I initially thought it would obviously be, but the PEP says that using a lamda inside the expression would conflict because of the colon (which wouldn't happen if a proper grammar was actually used for this parsing as there'd be no conflict as the lamda would properly consume the colon), so, I guess some pre-parser steps takes place to separate the expression to then be parsed, so, I'm interested on knowing how exactly that should work when the implementation is finished -- lots of plus points if there's actually a grammar to back it up :)
I've considered using the grammar and tokenizer to implement f-string parsing, but I doubt it will ever happen. It's a lot of work, and everything that produced or consumed tokens would have to be aware of it. As it stands, if you don't need to look inside of f-strings, you can just treat them as regular STRING tokens.
I hope that helps.
Eric.
On Fri, Nov 4, 2016 at 9:56 AM, Eric V. Smith eric@trueblade.com wrote:
- The parser sees that it's an f-string, and breaks it into expression and
text parts.
I'm with Fabio here. It would be really nice to have a grammar specified and documented for this step, even if it's not implemented that way. Otherwise it's going to be very hard for, e.g., syntax highlighters to know what is intended to be allowed.
On 4 November 2016 at 08:36, Simon Cross hodgestar+pythondev@gmail.com wrote:
On Fri, Nov 4, 2016 at 9:56 AM, Eric V. Smith eric@trueblade.com wrote:
- The parser sees that it's an f-string, and breaks it into expression and
text parts.
I'm with Fabio here. It would be really nice to have a grammar specified and documented for this step, even if it's not implemented that way. Otherwise it's going to be very hard for, e.g., syntax highlighters to know what is intended to be allowed.
I think that if the docs explain the process, essentially as noted by Eric above:
Step 2 is the part that limits what types of expressions are allowed. While scanning for the end of an expression, it stops at the first '!', ':', or '}' that isn't inside of a string and isn't nested inside of parens, braces, and brackets.

******

*DIRECTIVE 1*
In the f-string discussion, at which characters does scanning for the end of an expression stop?
*DIRECTIVE 2*
Transcribe the stretch of the f-string discussion from "I initially thought" through "hope that helps.".

*PROVIDED MATERIAL*

******

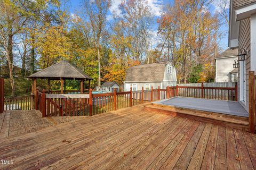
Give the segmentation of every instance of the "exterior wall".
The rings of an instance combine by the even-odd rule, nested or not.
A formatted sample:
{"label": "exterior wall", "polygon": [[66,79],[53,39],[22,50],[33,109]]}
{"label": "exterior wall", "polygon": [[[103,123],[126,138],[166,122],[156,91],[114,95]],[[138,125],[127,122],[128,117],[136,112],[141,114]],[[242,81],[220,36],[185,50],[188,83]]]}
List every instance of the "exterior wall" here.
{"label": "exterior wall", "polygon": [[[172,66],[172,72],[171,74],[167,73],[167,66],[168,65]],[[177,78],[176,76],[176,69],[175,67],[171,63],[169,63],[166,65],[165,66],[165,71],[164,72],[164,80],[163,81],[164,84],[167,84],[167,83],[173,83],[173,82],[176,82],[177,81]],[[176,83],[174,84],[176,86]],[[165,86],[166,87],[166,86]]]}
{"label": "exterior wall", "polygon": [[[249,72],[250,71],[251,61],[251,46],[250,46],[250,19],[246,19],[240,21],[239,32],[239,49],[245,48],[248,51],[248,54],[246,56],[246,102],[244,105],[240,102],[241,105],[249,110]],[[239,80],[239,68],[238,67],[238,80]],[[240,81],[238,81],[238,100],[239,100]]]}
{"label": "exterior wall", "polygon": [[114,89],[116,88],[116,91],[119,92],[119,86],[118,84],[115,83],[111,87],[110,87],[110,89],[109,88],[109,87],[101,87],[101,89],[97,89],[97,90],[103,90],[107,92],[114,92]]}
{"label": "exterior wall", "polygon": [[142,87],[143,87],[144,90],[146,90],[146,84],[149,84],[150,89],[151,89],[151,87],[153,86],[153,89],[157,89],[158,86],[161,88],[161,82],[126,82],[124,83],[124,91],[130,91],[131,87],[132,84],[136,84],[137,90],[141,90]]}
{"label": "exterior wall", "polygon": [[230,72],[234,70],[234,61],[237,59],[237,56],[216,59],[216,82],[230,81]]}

******

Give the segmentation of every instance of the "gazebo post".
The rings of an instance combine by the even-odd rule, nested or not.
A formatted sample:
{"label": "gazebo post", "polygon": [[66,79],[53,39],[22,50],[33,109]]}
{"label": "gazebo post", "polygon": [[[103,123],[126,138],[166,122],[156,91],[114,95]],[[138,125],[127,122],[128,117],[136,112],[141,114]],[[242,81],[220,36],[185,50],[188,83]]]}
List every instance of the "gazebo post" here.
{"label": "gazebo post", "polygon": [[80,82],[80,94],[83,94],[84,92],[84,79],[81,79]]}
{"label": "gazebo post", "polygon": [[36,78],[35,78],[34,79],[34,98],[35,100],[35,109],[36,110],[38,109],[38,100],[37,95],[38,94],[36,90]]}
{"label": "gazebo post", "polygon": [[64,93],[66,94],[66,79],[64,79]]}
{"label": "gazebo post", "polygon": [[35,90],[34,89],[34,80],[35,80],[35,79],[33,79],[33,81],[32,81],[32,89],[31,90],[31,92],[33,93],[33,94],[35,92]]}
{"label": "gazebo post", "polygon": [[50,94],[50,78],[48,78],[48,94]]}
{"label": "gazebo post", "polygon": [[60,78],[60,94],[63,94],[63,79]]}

******

*FINAL RESULT 1*
At the first '!', ':', or '}' that isn't inside of a string and isn't nested inside of parens, braces, and brackets.

*FINAL RESULT 2*
I initially thought it would obviously be, but the PEP says that using a lamda inside the expression would conflict because of the colon (which wouldn't happen if a proper grammar was actually used for this parsing as there'd be no conflict as the lamda would properly consume the colon), so, I guess some pre-parser steps takes place to separate the expression to then be parsed, so, I'm interested on knowing how exactly that should work when the implementation is finished -- lots of plus points if there's actually a grammar to back it up :)
I've considered using the grammar and tokenizer to implement f-string parsing, but I doubt it will ever happen. It's a lot of work, and everything that produced or consumed tokens would have to be aware of it. As it stands, if you don't need to look inside of f-strings, you can just treat them as regular STRING tokens.
I hope that helps.